Provided records
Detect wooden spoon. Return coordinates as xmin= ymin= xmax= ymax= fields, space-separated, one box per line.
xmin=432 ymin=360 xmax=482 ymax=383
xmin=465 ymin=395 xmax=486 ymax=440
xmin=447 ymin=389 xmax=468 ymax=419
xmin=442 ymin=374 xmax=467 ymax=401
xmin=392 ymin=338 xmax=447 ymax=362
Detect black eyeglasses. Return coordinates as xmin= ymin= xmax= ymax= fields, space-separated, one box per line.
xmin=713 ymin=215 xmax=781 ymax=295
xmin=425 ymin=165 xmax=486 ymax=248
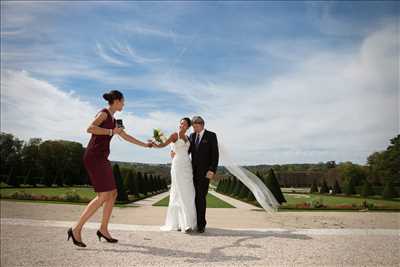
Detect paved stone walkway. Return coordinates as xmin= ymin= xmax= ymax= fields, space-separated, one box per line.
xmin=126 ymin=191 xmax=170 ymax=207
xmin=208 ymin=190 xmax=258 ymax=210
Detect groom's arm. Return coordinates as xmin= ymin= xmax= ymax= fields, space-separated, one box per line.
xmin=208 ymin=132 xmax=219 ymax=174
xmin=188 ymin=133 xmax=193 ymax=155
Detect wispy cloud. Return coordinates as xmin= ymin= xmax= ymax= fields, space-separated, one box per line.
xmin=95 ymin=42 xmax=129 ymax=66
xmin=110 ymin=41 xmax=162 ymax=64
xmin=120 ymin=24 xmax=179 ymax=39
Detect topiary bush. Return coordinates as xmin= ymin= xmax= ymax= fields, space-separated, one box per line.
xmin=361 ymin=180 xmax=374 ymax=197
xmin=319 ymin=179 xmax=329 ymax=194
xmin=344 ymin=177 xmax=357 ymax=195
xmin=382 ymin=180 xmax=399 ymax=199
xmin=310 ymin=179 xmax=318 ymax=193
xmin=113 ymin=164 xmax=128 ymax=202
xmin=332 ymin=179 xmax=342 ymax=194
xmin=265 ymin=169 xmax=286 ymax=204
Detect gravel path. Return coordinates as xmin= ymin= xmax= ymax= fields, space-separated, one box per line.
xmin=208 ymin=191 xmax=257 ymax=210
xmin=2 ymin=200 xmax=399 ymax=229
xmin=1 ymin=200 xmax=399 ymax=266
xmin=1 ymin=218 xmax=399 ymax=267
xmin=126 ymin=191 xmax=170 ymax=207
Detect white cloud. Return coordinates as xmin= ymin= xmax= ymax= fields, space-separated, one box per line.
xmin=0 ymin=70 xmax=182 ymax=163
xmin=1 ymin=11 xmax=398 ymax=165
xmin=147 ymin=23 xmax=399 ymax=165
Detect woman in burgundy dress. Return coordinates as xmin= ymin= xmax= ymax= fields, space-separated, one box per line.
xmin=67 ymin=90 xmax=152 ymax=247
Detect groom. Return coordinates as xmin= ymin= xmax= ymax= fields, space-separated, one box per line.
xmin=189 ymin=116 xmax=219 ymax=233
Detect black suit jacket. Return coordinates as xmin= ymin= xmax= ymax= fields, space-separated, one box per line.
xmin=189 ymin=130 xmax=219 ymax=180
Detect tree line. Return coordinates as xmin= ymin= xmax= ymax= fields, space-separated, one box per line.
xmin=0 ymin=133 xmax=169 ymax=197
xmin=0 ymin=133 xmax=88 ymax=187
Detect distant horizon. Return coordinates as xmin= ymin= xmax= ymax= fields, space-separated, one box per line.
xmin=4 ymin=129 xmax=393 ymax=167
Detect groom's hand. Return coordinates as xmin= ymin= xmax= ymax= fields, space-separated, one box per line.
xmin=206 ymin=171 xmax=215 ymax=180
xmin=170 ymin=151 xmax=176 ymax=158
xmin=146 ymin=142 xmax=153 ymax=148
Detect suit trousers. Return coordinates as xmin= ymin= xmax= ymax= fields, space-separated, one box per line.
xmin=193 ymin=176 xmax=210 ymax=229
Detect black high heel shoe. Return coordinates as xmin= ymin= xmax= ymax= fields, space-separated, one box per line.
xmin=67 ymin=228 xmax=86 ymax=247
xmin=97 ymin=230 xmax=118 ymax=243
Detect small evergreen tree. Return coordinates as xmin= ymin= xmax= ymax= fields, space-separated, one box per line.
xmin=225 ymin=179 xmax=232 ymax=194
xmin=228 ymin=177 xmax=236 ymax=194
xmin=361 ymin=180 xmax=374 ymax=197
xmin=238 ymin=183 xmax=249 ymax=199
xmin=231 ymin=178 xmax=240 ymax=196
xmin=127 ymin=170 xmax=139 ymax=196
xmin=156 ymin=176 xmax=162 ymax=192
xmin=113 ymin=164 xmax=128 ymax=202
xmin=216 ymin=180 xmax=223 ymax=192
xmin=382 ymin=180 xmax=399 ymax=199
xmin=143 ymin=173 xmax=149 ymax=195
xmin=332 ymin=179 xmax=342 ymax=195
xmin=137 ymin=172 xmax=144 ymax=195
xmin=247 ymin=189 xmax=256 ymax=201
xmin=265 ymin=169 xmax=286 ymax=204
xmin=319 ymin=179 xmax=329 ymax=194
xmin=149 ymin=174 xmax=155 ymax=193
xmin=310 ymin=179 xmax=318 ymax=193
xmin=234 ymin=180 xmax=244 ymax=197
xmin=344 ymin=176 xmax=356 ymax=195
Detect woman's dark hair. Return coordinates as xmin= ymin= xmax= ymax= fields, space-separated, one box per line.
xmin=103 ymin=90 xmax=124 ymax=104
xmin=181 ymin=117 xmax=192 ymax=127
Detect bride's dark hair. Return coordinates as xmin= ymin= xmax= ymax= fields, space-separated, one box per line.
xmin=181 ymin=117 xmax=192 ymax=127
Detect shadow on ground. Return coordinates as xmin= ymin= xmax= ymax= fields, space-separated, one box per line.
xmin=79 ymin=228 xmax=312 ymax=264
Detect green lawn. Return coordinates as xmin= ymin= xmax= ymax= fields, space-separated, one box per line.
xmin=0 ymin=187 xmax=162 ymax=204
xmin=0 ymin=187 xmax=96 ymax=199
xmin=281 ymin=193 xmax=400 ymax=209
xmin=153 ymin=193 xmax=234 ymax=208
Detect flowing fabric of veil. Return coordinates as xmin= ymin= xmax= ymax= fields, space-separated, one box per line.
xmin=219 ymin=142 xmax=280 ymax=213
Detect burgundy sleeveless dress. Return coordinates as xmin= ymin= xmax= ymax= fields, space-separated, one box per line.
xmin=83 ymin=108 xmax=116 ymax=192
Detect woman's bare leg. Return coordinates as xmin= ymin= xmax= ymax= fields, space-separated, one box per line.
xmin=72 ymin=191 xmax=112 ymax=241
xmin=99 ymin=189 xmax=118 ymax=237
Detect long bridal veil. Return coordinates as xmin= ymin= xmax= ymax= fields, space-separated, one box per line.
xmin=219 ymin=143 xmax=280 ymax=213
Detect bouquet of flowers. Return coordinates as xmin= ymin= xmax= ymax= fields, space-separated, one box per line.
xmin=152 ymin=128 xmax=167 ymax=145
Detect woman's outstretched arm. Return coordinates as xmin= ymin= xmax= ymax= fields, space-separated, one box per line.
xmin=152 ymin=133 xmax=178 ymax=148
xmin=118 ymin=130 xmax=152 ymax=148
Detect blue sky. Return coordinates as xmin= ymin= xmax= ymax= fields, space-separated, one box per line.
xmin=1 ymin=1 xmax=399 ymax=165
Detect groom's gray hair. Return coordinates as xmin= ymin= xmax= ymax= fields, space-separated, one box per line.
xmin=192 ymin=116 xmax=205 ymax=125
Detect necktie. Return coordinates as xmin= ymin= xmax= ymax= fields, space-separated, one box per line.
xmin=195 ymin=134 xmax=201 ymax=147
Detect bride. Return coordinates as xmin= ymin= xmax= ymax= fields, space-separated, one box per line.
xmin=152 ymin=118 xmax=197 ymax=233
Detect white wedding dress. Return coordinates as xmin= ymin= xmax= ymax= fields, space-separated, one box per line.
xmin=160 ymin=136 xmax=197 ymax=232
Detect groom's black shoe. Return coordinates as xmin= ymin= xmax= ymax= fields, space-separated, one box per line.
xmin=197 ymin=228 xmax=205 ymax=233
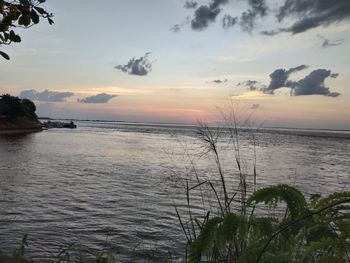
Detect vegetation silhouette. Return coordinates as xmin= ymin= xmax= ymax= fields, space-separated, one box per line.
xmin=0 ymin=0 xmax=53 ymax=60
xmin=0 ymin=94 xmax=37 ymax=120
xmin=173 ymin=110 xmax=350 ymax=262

Action item
Exact copies of the lines from the one holding "Detect vegetation silhouette." through the last line above, and only those, make up the answer.

Result for this task
Detect vegetation silhouette. Return coordinates as xmin= ymin= xmax= ymax= fields, space-separated, one box per line.
xmin=0 ymin=0 xmax=53 ymax=60
xmin=0 ymin=94 xmax=37 ymax=120
xmin=173 ymin=110 xmax=350 ymax=262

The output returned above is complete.